The records START

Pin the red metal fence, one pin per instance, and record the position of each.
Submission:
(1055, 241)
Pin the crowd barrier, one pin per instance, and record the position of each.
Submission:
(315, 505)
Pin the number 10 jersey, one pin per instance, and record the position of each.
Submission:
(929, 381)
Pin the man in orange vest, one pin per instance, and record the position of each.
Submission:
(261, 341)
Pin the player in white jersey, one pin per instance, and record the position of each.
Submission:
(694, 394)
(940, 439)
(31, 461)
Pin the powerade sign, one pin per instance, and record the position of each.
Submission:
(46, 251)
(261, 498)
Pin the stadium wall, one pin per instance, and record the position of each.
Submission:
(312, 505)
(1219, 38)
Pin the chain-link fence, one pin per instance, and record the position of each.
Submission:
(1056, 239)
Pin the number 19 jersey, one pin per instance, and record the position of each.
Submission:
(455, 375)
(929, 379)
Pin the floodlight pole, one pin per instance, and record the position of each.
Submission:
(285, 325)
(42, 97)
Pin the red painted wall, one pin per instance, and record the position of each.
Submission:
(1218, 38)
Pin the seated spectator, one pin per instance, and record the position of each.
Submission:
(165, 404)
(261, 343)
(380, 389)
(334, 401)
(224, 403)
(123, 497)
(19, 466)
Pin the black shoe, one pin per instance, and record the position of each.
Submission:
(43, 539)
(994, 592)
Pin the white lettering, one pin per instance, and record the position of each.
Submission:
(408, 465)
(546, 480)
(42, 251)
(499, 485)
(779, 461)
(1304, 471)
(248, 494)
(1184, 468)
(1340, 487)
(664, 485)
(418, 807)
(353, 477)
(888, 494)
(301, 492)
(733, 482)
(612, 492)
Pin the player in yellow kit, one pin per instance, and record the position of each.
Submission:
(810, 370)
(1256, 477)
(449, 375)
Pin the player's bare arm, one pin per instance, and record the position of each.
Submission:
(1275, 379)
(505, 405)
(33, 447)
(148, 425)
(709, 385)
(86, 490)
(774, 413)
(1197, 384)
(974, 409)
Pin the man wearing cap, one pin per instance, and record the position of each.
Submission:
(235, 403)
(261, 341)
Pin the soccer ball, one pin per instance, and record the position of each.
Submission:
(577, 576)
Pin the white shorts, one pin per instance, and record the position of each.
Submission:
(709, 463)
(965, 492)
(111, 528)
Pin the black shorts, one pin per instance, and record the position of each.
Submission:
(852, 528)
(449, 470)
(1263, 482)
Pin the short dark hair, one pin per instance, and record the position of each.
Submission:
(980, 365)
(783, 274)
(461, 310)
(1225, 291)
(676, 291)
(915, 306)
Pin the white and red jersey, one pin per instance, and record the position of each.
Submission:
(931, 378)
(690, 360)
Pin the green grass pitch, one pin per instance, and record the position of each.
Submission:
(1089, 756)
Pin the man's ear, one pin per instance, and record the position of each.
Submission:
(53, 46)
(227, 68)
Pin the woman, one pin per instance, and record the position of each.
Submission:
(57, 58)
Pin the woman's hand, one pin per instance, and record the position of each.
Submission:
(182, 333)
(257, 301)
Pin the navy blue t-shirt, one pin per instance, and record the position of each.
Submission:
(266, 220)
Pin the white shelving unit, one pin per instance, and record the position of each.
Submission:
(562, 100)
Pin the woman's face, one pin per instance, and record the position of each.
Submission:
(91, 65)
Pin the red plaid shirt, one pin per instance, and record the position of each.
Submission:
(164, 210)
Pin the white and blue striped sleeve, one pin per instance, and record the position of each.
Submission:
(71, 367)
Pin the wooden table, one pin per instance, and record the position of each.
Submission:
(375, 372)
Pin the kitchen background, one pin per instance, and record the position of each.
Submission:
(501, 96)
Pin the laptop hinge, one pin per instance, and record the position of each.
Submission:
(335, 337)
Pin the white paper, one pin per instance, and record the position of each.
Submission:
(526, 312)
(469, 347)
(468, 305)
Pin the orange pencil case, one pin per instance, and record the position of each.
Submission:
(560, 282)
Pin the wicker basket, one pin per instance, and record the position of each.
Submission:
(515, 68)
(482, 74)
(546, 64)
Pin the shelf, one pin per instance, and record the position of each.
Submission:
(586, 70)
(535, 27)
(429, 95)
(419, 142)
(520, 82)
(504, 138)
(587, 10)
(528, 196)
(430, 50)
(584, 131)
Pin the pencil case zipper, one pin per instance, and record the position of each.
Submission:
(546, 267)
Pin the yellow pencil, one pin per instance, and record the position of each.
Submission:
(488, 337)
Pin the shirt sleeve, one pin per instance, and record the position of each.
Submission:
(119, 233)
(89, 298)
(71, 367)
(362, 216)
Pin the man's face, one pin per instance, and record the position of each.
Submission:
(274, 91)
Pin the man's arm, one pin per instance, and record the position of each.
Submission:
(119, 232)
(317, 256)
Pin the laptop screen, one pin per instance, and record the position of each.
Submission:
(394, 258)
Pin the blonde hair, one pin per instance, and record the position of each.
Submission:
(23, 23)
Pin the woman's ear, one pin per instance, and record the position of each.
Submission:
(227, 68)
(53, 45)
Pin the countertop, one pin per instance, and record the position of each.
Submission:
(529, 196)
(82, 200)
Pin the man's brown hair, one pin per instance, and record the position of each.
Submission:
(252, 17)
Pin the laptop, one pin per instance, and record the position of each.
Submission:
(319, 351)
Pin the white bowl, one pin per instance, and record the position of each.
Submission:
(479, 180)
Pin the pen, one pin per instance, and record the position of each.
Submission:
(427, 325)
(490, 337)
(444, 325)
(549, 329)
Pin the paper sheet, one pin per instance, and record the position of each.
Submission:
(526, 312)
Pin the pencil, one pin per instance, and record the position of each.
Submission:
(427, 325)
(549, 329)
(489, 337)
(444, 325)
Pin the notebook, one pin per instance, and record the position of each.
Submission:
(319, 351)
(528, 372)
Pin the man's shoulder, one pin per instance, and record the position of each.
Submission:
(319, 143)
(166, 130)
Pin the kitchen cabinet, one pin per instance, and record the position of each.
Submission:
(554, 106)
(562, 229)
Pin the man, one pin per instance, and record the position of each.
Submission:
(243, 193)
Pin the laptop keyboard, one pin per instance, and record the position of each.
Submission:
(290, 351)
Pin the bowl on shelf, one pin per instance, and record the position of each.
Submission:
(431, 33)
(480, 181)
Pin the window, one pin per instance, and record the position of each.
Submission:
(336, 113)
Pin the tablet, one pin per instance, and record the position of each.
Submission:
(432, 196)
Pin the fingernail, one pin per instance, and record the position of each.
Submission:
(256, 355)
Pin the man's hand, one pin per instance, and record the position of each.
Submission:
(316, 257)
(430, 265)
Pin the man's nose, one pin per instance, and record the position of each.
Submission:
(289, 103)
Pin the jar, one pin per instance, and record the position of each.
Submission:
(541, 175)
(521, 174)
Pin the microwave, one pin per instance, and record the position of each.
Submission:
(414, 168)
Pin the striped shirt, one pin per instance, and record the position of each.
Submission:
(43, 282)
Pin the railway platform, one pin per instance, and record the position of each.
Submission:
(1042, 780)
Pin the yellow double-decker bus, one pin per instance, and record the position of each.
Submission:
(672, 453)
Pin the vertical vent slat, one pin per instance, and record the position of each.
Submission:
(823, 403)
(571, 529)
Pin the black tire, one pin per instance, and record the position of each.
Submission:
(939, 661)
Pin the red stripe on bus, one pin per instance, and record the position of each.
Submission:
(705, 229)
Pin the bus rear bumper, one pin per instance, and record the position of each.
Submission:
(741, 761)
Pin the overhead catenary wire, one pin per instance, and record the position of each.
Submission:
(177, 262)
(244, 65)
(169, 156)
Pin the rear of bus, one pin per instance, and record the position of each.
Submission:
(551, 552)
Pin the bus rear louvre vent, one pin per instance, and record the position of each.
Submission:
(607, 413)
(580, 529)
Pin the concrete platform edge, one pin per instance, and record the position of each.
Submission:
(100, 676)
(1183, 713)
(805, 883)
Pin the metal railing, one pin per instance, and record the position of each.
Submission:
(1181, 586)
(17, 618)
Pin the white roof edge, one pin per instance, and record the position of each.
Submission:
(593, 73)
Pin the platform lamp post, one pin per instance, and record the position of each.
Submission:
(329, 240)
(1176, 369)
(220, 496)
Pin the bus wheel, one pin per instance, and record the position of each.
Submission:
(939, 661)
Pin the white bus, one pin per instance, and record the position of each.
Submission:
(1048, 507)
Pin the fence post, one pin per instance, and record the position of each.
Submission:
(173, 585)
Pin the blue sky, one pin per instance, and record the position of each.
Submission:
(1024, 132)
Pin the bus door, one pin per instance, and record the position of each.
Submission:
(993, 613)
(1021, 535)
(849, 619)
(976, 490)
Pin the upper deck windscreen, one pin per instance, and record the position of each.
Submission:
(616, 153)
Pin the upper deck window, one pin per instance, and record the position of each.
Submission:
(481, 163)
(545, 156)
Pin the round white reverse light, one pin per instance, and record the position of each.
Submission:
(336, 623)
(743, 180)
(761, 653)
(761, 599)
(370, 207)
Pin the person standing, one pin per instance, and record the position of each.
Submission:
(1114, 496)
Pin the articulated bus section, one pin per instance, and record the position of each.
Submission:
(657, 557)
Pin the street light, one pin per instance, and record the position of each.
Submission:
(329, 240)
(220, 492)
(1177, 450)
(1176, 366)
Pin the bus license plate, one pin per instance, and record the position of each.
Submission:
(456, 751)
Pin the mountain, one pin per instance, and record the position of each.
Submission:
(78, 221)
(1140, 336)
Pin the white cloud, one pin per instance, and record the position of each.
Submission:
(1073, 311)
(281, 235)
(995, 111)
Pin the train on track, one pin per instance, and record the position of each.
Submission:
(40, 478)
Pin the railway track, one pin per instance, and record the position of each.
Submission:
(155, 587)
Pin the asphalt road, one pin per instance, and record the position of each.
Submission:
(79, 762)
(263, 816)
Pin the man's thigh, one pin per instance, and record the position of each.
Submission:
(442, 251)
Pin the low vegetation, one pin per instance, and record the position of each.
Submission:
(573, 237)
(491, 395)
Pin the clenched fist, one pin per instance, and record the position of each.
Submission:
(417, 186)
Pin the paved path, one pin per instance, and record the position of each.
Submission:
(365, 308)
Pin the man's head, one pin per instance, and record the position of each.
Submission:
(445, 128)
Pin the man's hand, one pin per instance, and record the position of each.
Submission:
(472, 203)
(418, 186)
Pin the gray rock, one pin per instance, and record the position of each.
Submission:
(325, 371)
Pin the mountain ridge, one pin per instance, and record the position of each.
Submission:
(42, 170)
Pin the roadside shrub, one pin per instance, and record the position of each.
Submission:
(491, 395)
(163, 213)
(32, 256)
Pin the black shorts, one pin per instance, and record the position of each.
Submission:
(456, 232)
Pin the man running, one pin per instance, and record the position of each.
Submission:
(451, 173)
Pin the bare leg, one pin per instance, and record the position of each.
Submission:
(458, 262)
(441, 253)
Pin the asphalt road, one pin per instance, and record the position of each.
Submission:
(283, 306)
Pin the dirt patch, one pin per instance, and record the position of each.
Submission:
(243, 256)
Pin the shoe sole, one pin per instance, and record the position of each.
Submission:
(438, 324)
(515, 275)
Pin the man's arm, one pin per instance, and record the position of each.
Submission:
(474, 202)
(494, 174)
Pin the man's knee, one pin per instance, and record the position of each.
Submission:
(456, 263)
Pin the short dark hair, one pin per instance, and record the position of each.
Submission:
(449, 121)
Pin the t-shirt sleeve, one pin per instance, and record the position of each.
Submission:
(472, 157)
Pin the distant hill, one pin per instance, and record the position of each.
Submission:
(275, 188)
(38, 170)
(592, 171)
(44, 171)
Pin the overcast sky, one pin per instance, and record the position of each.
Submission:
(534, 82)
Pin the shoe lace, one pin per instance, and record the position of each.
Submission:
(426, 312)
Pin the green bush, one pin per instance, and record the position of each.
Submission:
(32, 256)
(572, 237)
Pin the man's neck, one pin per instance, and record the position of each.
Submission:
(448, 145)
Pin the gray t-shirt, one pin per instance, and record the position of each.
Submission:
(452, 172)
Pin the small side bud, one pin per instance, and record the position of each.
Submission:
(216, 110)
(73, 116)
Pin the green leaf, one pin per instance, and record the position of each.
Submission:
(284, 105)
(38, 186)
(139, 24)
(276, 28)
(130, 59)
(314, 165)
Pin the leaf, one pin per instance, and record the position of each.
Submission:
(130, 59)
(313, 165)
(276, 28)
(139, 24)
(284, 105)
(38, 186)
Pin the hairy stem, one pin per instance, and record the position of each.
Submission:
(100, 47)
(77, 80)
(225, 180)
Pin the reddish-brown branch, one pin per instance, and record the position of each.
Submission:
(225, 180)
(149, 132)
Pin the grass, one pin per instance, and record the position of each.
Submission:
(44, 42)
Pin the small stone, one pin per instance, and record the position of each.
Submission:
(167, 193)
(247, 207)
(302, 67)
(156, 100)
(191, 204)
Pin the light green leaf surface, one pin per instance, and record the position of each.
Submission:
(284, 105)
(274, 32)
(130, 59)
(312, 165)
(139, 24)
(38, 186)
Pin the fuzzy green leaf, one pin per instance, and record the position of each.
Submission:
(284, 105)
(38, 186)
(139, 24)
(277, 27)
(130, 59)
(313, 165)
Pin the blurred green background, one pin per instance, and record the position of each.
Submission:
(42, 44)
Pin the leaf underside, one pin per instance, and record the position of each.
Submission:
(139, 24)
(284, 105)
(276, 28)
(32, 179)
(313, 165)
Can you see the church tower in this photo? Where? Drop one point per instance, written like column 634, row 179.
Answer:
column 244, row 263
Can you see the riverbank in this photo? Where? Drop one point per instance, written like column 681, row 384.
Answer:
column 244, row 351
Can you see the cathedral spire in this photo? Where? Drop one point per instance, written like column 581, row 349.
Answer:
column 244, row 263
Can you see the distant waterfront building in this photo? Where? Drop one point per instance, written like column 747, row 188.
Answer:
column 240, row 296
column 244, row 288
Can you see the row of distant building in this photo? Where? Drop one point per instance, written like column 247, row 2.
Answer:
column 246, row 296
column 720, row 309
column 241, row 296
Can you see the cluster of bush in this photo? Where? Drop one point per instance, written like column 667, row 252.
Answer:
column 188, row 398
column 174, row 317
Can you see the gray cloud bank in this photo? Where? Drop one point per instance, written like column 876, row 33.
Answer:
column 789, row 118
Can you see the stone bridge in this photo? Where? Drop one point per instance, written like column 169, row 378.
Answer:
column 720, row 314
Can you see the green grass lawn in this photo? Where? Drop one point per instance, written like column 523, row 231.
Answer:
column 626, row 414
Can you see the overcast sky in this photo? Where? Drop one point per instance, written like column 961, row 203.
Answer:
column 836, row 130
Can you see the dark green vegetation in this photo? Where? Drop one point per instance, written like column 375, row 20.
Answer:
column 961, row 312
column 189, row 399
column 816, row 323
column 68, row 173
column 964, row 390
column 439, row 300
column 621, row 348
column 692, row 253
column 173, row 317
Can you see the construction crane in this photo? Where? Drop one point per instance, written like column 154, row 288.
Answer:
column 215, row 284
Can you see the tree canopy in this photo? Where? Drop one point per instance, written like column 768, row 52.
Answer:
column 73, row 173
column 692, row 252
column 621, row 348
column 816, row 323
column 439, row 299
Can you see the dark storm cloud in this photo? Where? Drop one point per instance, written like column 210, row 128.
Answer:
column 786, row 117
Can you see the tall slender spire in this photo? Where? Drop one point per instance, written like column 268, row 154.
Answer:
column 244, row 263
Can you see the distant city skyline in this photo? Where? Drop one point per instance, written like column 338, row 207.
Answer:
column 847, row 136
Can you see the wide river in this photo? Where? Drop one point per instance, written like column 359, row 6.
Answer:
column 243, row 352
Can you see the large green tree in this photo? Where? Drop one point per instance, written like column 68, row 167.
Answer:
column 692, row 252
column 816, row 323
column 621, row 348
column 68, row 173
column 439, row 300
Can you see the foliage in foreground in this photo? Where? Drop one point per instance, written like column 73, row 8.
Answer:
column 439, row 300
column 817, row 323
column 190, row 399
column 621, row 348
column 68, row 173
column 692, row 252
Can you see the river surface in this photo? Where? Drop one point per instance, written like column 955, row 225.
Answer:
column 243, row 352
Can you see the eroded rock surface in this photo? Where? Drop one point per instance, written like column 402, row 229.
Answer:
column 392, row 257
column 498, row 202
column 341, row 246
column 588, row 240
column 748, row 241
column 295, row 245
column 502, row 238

The records END

§ Task objective:
From the records above, print only the lines between the one holding "Pin the window, one" and the one holding "Pin the concrete", inclusive, exactly as they stand.

§ Written response:
Pin the window, one pin per instance, and record the position of each.
Submission:
(336, 113)
Pin the tablet, one pin per instance, and record the position of each.
Submission:
(432, 196)
Pin the fingernail, one pin per instance, and record the position of each.
Submission:
(256, 355)
Pin the man's hand, one pin per instance, and record the position of each.
Submission:
(316, 257)
(430, 265)
Pin the man's nose, one pin per instance, and record the position of each.
Submission:
(289, 103)
Pin the jar, one pin per instance, and record the position of each.
Submission:
(541, 175)
(521, 174)
Pin the microwave, one pin per instance, and record the position of each.
Submission:
(414, 168)
Pin the striped shirt, one pin per instance, and record the position of each.
Submission:
(43, 282)
Pin the railway platform, one pin per instance, and record the position of each.
Submission:
(1042, 780)
Pin the yellow double-decker bus, one pin per instance, and record the position of each.
Submission:
(672, 453)
Pin the vertical vent slat, one pin per instance, and record the position of each.
Submission:
(823, 403)
(571, 529)
Pin the black tire, one pin per instance, and record the position of each.
Submission:
(939, 661)
Pin the red stripe on bus, one pin per instance, and record the position of each.
Submission:
(705, 229)
Pin the bus rear bumper, one pin per instance, and record the position of each.
Submission:
(741, 761)
Pin the overhead catenary wire, one pin per instance, and record the position of each.
Submission:
(177, 262)
(244, 65)
(169, 156)
Pin the rear of bus, one pin per instance, and record the position of each.
Submission:
(551, 552)
Pin the bus rear louvre vent, one pin per instance, and record the position of each.
Submission:
(607, 413)
(580, 529)
Pin the concrete platform edge, one pin per instance, and record the position of each.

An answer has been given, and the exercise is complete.